All entries below are to be reproduced exactly.
(DATA TO PROCESS begins)
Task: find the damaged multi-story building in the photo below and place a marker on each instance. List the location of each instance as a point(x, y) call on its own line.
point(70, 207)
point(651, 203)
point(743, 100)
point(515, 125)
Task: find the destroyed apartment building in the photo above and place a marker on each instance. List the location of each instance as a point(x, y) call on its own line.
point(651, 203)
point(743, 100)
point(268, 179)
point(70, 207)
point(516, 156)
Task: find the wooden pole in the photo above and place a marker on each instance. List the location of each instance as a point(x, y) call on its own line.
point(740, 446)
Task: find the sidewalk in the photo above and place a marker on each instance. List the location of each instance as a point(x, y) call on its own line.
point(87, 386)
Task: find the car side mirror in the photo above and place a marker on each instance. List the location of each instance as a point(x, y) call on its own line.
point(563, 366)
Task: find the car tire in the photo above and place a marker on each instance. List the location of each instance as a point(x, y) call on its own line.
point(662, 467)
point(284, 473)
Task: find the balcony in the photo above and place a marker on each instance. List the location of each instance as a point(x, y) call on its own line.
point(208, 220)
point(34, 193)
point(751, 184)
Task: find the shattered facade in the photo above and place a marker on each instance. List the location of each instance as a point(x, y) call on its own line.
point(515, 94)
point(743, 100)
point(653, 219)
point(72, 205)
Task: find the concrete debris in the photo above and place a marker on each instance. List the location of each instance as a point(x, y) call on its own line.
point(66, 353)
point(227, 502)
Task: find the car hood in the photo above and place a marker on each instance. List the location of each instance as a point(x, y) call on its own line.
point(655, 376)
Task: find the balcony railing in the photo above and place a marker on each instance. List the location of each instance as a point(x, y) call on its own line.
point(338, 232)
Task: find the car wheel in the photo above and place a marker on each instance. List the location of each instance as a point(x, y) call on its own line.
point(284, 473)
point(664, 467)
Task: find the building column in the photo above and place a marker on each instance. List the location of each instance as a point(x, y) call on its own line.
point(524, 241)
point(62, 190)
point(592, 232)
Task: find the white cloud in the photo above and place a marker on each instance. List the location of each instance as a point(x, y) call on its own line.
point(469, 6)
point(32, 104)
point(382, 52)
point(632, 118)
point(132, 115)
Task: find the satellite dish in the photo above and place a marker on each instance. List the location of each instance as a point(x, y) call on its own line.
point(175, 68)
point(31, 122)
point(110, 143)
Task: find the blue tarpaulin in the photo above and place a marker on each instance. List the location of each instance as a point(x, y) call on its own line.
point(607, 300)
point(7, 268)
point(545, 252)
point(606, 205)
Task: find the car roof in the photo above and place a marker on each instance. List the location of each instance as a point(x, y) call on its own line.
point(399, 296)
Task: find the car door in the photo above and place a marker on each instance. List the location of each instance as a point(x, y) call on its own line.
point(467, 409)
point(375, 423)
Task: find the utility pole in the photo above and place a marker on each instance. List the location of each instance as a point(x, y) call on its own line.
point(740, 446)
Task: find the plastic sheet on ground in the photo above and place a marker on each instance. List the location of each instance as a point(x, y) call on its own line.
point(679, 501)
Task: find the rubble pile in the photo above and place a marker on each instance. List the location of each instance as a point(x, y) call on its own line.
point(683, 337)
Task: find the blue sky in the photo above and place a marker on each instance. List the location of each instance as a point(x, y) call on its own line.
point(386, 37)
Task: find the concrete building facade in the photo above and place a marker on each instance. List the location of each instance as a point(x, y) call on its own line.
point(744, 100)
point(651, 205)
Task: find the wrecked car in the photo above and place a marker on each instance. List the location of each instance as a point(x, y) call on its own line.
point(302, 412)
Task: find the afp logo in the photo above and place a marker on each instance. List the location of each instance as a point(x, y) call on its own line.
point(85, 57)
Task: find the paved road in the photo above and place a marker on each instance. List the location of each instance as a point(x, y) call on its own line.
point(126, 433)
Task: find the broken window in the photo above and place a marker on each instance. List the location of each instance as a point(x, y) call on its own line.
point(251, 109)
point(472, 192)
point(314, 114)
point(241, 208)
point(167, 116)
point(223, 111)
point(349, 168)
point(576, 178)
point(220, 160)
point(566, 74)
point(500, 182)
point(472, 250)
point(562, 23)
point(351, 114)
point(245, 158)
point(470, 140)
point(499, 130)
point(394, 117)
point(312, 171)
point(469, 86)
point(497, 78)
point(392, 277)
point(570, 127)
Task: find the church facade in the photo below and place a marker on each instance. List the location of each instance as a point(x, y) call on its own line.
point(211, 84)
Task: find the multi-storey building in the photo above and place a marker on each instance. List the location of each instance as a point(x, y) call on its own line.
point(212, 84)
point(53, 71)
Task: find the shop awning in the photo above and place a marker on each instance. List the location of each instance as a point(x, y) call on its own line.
(DATA TO PROCESS ends)
**ANSWER TO THIS PROBLEM:**
Task: find the damaged multi-story building in the photo below and place a marker on each instance. List the location of each instance as a point(x, y) call on its own line.
point(70, 207)
point(651, 203)
point(743, 100)
point(515, 125)
Task: find the destroyed apartment building in the photo above and place a marker on each instance. List the location of each instance as a point(x, y) call on its own line.
point(651, 203)
point(743, 100)
point(268, 179)
point(70, 207)
point(516, 156)
Task: find the wooden pole in the photo above and place a marker on each instance. List the location of each instance as a point(x, y) call on its own line.
point(740, 446)
Task: find the sidewalk in the photo above and place a marker on each instance. List the location of each instance as a point(x, y) call on its own line.
point(87, 386)
Task: find the car side mirror in the photo above and place a marker on each instance. List the location of each instance as a point(x, y) call on its own line.
point(563, 366)
Task: find the car tire in the photo above and place a marker on each instance. List the location of each instance as a point(x, y) call on its own line.
point(662, 467)
point(284, 473)
Task: find the balcony in the photo above and place a marker on each instance. List the location of each instance as a point(x, y) call on its own line.
point(208, 220)
point(34, 193)
point(751, 184)
Task: find the shattered facade in the photo above and place a marker on each instance. List the location of each instance as a point(x, y) call on its own line.
point(515, 94)
point(743, 100)
point(653, 219)
point(72, 205)
Task: find the concrete debris in the photo above and place a marker on each instance. List the location of each instance as a point(x, y) call on its own line.
point(66, 353)
point(227, 502)
Task: find the car hood in the photo above and place a marker on each instance. List the location of each instance as a point(x, y) call on its own line.
point(655, 376)
Task: find the balcony railing in the photo above and place a marker on each instance. List the location of each instance as a point(x, y) call on its own line.
point(338, 232)
Task: find the car wheel in the photo above and place a marker on each instance. List the location of each instance as a point(x, y) call on its own line.
point(284, 473)
point(664, 467)
Task: find the building column in the photo above and place a marker on each instance. List the location of each instance as a point(x, y) call on its own line.
point(524, 241)
point(62, 190)
point(592, 232)
Task: find the white cloud in the photo above and place a marker on each instance. List the location of each instance as a point(x, y) call on its own line.
point(469, 6)
point(32, 104)
point(382, 52)
point(632, 118)
point(132, 115)
Task: find the satellite dish in the photo above and place a marker on each instance. List the location of each instance as a point(x, y) call on its own line.
point(175, 68)
point(31, 122)
point(110, 143)
Task: find the blue tarpaulin in the photo above and place a marker on each instance. List the location of each instance as a point(x, y) call on its own line.
point(607, 300)
point(7, 268)
point(545, 252)
point(606, 205)
Task: find the car roof in the photo above and place a marker on each instance. List the location of each instance as a point(x, y) call on its own line.
point(399, 296)
Task: find the car door in the photo above and place a marker on each instance. List the location of each instance as a point(x, y) call on its own line.
point(467, 409)
point(375, 423)
Task: find the utility pole in the photo above and place a marker on each instance. List the location of each instance as a point(x, y) call on its own line.
point(740, 446)
Task: find the plastic sheet on ground in the photo above and place a marker on each instance. List the location of each instance as a point(x, y) call on its own line.
point(679, 501)
Task: find the rubble pile in the photo above and place a marker on each instance. List the location of each instance as a point(x, y) call on its own line.
point(683, 337)
Task: find the blue sky in the photo above and place a marker on each instance. List the location of each instance as a point(x, y) call on its own line.
point(386, 37)
Task: find the concrete building facade in the photo above and place a marker on each instance. List the location of each instance as a point(x, y) call on its own line.
point(744, 100)
point(651, 205)
Task: find the wrecked car in the photo above and place a marker on each instance. List the location of each instance as a point(x, y) call on its own line.
point(302, 412)
Task: find the afp logo in the photo above and place a marker on each instance. List the location of each instance as a point(x, y) call on its own line.
point(85, 57)
Task: find the paved road in the photo above and place a marker on each instance. List the location of each instance as a point(x, y) call on its own line.
point(126, 433)
Task: find the broken window in the photo above and place a marker on each instance. List the location of each instance as a point(x, y) call on its own line.
point(251, 109)
point(472, 192)
point(314, 114)
point(241, 208)
point(167, 116)
point(223, 111)
point(349, 168)
point(576, 178)
point(220, 160)
point(566, 74)
point(500, 182)
point(472, 250)
point(562, 23)
point(351, 114)
point(245, 158)
point(470, 140)
point(499, 130)
point(394, 117)
point(312, 171)
point(469, 86)
point(497, 78)
point(392, 277)
point(570, 127)
Task: find the church facade in the photo below and place a marker on each instance. List the location of each instance as a point(x, y) call on its own line.
point(211, 84)
Task: find the multi-storey building in the photo above and place a marker on each instance. List the location of each instance as a point(x, y) call on its own line.
point(212, 84)
point(53, 71)
Task: find the shop awning in the photo above and place a marker on each instance. List the location of each instance as a point(x, y) call on its own line.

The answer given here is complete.